Exercise goal: Render the entries below as a two-column CSV with the header entry,response, starting at the entry that contains "Might I trouble you for the coordinates of the vintage" and ending at the final entry. Give one row per entry, with its text and its answer each in a single quoted field and any line breaks replaced by spaces.

(begin)

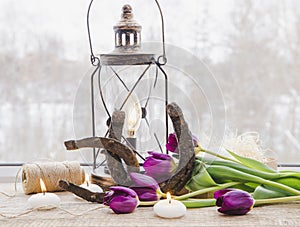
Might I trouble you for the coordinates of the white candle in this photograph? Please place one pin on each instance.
(91, 187)
(44, 201)
(169, 208)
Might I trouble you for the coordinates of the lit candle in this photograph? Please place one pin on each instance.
(91, 187)
(44, 200)
(169, 208)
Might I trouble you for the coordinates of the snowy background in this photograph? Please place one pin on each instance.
(252, 49)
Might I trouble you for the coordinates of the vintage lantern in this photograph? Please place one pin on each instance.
(131, 80)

(end)

Solution for this problem:
entry,response
"Might I trouble you for the coordinates of the vintage lantern in this photograph? Please place one pin on each instance.","(131, 80)"